STATED TASK — Format every line of the data below as a JSON array of strings, one string per line, leaving out any blank lines.
- - - - - - -
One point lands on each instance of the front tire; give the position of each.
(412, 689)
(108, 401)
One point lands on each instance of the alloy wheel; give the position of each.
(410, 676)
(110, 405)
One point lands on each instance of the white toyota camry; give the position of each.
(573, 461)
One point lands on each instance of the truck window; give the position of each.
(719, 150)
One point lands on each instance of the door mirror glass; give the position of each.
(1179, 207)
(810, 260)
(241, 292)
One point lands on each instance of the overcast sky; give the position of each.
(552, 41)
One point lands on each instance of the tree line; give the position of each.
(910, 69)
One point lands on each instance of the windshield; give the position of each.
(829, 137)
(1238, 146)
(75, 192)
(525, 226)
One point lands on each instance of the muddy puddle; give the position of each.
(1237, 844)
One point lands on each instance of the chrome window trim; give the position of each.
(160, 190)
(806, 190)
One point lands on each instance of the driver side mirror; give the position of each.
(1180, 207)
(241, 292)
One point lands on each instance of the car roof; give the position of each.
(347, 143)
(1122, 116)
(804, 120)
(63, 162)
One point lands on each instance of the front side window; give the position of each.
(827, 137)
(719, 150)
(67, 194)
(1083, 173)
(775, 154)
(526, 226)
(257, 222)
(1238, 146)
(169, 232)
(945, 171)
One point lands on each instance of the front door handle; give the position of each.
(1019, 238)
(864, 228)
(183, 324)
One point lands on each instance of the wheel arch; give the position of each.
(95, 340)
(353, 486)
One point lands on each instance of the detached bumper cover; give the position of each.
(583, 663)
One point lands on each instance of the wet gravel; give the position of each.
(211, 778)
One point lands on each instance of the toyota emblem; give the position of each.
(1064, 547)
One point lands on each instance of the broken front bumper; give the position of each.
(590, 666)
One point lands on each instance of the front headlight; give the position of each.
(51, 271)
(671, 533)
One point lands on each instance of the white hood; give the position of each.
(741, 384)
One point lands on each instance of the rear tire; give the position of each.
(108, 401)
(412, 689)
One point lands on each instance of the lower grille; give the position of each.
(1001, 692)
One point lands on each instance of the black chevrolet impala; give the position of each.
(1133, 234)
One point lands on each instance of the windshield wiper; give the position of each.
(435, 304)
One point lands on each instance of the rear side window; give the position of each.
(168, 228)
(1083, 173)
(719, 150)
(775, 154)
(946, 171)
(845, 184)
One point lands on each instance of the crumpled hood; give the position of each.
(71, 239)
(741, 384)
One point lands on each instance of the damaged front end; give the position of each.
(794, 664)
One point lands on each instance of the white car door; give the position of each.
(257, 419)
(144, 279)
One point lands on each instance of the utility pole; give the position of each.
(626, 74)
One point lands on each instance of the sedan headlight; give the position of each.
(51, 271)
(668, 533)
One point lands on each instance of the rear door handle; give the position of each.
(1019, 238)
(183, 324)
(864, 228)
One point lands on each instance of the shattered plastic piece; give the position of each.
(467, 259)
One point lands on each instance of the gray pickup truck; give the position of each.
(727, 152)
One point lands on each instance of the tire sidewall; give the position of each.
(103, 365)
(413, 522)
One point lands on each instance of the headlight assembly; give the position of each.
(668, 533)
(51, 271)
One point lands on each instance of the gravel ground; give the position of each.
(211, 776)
- - - - - - -
RESPONSE —
[
  "One point lands on each instance of the front tire; give the position of each.",
  "(412, 689)",
  "(108, 401)",
  "One point lands on each instance of the alloy wheel; give the position of each.",
  "(410, 676)",
  "(110, 405)",
  "One point lands on each instance of the white toyota camry; give the position of each.",
  "(573, 461)",
  "One point lands on each instance of the truck window; give the position of each.",
  "(719, 150)",
  "One point lands on each instance of the door mirror glass; give the position of each.",
  "(1179, 207)",
  "(810, 260)",
  "(241, 292)",
  "One point lands on each instance of the overcast sky; give the position of each.",
  "(552, 41)",
  "One point lands on each instance of the tree line; give the position of each.",
  "(910, 69)",
  "One point lands on each instance of the windshield; give the position of each.",
  "(829, 137)",
  "(1238, 146)",
  "(75, 192)",
  "(525, 226)",
  "One point lands on each instance of the muddy puddle; give the position of each.",
  "(1237, 844)",
  "One point lands on each instance of the chrome window trim; give the position of each.",
  "(160, 190)",
  "(806, 190)",
  "One point lands on each instance of the driver side mirror; give the position of each.",
  "(1180, 207)",
  "(241, 292)",
  "One point lands on each instance of the car roof; give the position of each.",
  "(347, 143)",
  "(1122, 116)",
  "(804, 120)",
  "(63, 162)",
  "One point lands on each instance of the front side window; give the position of each.",
  "(827, 137)",
  "(719, 150)",
  "(67, 194)",
  "(1083, 173)",
  "(775, 154)",
  "(526, 226)",
  "(257, 222)",
  "(1238, 146)",
  "(169, 232)",
  "(945, 171)",
  "One point lands on each instance of the front door handle; give the position of each.",
  "(1019, 238)",
  "(864, 228)",
  "(183, 324)",
  "One point lands on each instance of the wheel arch; give the position of each.",
  "(95, 340)",
  "(353, 486)",
  "One point lands on each instance of the detached bumper cover; give the position of each.",
  "(583, 663)",
  "One point lands on each instance of the wet gravel; give the position of each.",
  "(211, 778)",
  "One point lands on each instance of the toyota emblem; give the position of each.",
  "(1064, 547)",
  "One point lands on each instance of the broken front bumper; give the position of each.",
  "(590, 666)",
  "One point lands on each instance of the front headlight; give the position of each.",
  "(51, 271)",
  "(671, 533)",
  "One point lands on each instance of the white hood; give the position of each.",
  "(741, 384)",
  "One point lands on each instance of the rear tire; give the position of each.",
  "(108, 401)",
  "(412, 689)",
  "One point lands on each instance of the lower grille; give the position of each.",
  "(1001, 692)",
  "One point lands on each instance of the black chevrolet impala; give the position of each.",
  "(1133, 234)",
  "One point lands on each instance of the windshield wiper; give the position of each.",
  "(435, 304)",
  "One point lands on each instance of the rear side window; give the position of each.",
  "(168, 228)",
  "(1083, 173)",
  "(719, 150)",
  "(775, 154)",
  "(946, 171)",
  "(845, 184)",
  "One point lands on each instance of the crumpled hood; give the position of each.",
  "(71, 239)",
  "(741, 384)",
  "One point lands on each instance of the damaged front end; give the position of each.",
  "(794, 664)",
  "One point lands on each instance of the white car door; give the position of each.",
  "(257, 419)",
  "(144, 279)",
  "One point lands on each instance of the utility pole; give the position of each.",
  "(626, 74)",
  "One point lands on each instance of the sedan headlight; give the position of each.",
  "(51, 271)",
  "(668, 533)",
  "One point lands on each instance of the rear door handle; give the position of each.",
  "(1019, 238)",
  "(183, 324)",
  "(864, 228)",
  "One point lands on each instance of the shattered plastic piece; give the position of each.",
  "(467, 259)",
  "One point lands on each instance of the gray pickup truck; give the position of each.",
  "(727, 152)",
  "One point lands on each instance of the tire sidewall; give the position of each.",
  "(103, 365)",
  "(413, 522)",
  "One point lands on each instance of the headlight assembly; give the position of each.",
  "(668, 533)",
  "(51, 271)",
  "One point lands on each instance of the gravel ground; give the position of each.",
  "(211, 776)"
]